--- Start Selected passage ---

By Ayesha Javed Akram

Akhtar Khan likes speaking to witches. He says they have interesting stories to tell, and aren’t bad looking at all. “Unless you look at their feet where the toes are pointed backward,” he said, with a glazed look in his eyes. Even when Khan is looking at you, his focus isn’t really you. The penny-shaped hazel eyes that take up most of his face seem to always be looking at another world – a world inhabited by ghosts, witches, and goblins. According to Khan, conversing with the other world-ers are a few advantages of being a gravedigger.

Five years ago, 21-year-old Khan started working in a graveyard in Samanabad after his parents died. “I was so devastated at their death, that I began spending most of my time here,” he recollects, looking out at the rows of gravestones dotting the yard. Before he was employed at the graveyard, he would pay the place a morning visit to scatter petals on his parents’ graves and an evening visit to sweep the graves. “I like being close to them,” he said, “which is why I don’t mind spending time here.”

Sometimes, when after his day’s work is done and he sits at his mother’s grave, he can actually hear her talk to him. But more often, those he has buried during the day talk to him in his sleep. “They all come in my dream, telling me whether they liked the way I made their grave or not.” The days Khan works hard and takes extra care to make the grave sturdy and comfortable, he goes home certain of pleasant dreams. “But sometimes, when I am not very careful with making the brick walls and putting the slabs in the right place, I prepare myself for bad dreams,” he says, speaking softly as if he didn’t want those gathered around him to hear anything.

We were sitting on charpoys in a spacious courtyard next to the graveyard’s entrance. Khan’s feet were caked with mud from the gravesite he had just finished digging, his fingernails had grime collected under them, and thin beads of sweat were still gathering on his forehead. Digging graves is hard work, he said, which is why he doesn’t think women are suited to the job. Some days Khan has to dig seven to eight graves a day – his record in the last five years. On other occasions, he spends fortnights without even digging a single grave.

--- End Selected passage ---

> **Exercise task**
Copy the gravedigger profile from "By Ayesha Javed" to "being a gravedigger.", replacing "witches" with "spirits" wherever it occurs.

--- Start Supplied entries ---

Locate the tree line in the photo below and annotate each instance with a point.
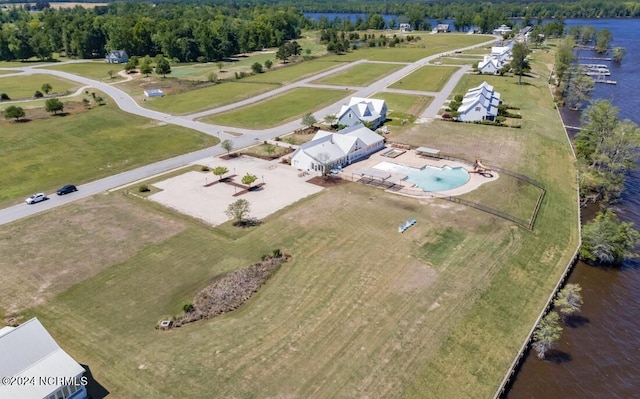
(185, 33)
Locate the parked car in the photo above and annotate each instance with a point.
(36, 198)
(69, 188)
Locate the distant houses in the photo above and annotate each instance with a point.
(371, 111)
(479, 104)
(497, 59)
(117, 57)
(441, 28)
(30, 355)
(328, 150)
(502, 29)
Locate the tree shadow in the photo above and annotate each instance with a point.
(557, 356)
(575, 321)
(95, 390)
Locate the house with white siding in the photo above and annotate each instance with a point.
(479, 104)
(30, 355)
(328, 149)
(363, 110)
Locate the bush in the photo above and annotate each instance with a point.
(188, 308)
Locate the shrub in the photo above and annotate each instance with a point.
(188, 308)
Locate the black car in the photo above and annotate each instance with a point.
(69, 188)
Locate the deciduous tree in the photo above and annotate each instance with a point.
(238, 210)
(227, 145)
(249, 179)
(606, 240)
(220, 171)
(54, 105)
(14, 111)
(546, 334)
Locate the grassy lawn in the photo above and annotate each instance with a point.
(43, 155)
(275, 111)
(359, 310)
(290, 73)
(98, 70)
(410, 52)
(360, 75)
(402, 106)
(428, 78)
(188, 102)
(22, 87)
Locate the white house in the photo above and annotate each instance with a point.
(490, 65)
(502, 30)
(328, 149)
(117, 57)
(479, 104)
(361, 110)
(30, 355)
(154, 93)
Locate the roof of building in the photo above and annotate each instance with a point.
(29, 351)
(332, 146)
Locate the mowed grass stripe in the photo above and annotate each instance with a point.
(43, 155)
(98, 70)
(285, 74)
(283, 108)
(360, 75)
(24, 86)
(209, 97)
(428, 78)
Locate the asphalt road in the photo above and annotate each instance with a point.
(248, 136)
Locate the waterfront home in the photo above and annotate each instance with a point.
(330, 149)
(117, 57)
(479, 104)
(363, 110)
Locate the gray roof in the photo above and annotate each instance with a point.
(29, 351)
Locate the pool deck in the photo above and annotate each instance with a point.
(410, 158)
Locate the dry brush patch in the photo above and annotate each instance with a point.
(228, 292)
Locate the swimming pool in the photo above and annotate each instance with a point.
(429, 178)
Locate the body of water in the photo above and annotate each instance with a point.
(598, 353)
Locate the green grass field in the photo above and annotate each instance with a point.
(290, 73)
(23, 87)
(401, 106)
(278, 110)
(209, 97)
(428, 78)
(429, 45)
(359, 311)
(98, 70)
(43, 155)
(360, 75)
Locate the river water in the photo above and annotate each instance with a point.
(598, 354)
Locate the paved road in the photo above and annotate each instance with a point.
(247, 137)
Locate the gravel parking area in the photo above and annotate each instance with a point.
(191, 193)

--- End Supplied entries ---
--- Start Supplied entries ---

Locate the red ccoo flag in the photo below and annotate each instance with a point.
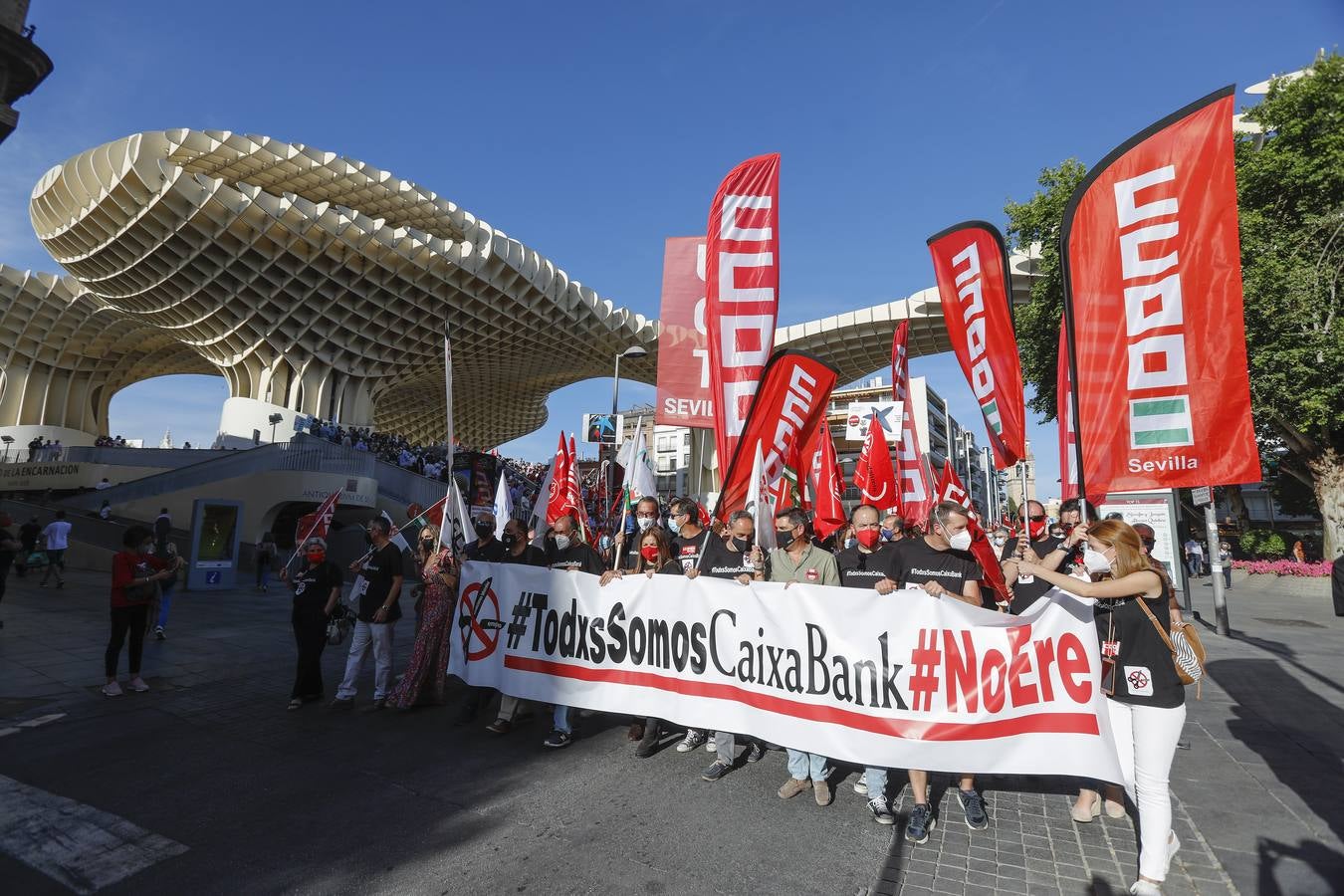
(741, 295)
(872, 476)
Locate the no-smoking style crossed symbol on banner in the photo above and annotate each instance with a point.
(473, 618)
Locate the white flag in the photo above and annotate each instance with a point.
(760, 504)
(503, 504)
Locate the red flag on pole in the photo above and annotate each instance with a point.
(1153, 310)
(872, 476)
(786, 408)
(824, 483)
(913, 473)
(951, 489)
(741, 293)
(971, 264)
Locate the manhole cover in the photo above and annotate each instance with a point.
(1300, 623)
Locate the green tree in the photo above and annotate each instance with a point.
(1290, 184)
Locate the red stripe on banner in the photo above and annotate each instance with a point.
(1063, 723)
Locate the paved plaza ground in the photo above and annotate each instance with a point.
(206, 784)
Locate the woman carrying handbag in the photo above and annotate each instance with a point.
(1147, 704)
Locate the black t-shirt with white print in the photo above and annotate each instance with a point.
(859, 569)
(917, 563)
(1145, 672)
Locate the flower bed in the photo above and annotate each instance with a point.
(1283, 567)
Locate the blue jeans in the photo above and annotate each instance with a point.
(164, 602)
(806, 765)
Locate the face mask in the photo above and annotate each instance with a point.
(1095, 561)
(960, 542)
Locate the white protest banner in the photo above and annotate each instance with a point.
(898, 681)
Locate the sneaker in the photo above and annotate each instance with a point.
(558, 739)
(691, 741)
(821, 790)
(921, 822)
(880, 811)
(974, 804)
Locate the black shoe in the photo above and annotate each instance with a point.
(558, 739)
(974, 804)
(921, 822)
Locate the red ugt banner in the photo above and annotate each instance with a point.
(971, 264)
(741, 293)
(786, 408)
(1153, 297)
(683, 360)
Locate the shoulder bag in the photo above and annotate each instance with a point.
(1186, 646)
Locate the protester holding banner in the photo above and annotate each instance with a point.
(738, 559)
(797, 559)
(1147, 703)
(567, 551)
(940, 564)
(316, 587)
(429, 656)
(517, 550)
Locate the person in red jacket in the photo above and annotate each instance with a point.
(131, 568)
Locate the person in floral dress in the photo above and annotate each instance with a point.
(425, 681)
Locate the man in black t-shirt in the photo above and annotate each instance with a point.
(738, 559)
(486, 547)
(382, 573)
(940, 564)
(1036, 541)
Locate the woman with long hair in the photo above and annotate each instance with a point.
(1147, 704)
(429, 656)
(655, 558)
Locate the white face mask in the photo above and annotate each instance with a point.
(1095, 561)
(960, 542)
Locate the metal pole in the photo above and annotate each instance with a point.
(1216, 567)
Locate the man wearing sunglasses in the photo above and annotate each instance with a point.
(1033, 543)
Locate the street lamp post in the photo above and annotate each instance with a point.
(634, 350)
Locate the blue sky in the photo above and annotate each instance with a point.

--- End Supplied entries ---
--- Start Supplied entries ---

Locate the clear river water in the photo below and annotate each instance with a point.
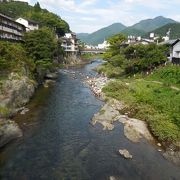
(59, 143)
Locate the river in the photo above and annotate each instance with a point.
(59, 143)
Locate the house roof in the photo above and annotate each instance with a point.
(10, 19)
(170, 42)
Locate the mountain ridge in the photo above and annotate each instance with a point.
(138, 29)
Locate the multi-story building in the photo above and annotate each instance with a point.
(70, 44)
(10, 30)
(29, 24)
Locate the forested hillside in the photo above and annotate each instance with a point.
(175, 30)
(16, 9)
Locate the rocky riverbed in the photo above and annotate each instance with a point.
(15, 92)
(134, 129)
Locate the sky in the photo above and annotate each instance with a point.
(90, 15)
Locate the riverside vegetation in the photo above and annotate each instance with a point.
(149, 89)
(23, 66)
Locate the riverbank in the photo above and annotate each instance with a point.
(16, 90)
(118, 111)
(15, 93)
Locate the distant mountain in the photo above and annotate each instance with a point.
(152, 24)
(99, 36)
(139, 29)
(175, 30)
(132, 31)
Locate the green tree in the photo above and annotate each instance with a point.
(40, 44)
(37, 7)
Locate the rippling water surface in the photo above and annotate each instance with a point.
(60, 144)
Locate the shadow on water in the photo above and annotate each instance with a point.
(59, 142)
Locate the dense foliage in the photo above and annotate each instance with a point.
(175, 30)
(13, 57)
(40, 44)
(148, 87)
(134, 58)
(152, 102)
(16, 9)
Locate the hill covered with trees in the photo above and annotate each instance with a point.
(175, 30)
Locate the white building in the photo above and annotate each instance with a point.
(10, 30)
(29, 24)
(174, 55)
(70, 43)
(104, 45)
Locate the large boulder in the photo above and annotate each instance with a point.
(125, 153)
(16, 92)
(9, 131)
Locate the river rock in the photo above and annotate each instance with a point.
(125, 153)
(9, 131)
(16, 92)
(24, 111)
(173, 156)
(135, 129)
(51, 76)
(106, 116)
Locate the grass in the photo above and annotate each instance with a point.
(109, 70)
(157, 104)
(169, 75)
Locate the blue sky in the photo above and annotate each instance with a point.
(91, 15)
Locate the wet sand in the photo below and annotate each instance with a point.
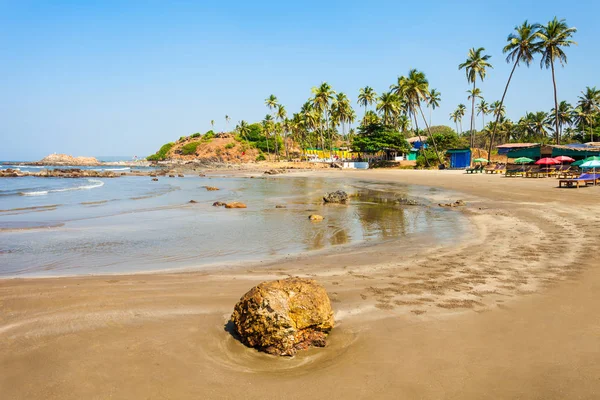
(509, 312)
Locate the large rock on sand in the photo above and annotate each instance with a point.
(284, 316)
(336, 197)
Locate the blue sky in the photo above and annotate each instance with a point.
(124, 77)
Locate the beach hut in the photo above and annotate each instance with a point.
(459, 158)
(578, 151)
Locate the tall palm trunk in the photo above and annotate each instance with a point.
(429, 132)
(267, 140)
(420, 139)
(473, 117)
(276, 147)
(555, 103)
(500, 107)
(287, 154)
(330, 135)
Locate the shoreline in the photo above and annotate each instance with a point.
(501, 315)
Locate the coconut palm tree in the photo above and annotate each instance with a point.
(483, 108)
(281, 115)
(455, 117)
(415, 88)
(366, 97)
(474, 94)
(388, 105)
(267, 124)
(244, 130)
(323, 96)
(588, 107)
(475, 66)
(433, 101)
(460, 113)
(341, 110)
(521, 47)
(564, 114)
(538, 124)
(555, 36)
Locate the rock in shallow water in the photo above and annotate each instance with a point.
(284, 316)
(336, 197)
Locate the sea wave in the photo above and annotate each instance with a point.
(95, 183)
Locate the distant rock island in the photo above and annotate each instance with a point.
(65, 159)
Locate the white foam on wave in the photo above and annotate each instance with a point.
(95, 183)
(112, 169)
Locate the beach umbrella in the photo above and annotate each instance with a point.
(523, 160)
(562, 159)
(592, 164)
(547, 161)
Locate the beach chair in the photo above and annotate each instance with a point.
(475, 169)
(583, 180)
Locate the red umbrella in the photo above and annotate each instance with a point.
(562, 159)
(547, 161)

--- End Supplied entries ---

> **Exercise output**
By Ayesha Javed Akram

Akhtar Khan likes speaking to spirits. He says they have interesting stories to tell, and aren’t bad looking at all. “Unless you look at their feet where the toes are pointed backward,” he said, with a glazed look in his eyes. Even when Khan is looking at you, his focus isn’t really you. The penny-shaped hazel eyes that take up most of his face seem to always be looking at another world – a world inhabited by ghosts, spirits, and goblins. According to Khan, conversing with the other world-ers are a few advantages of being a gravedigger.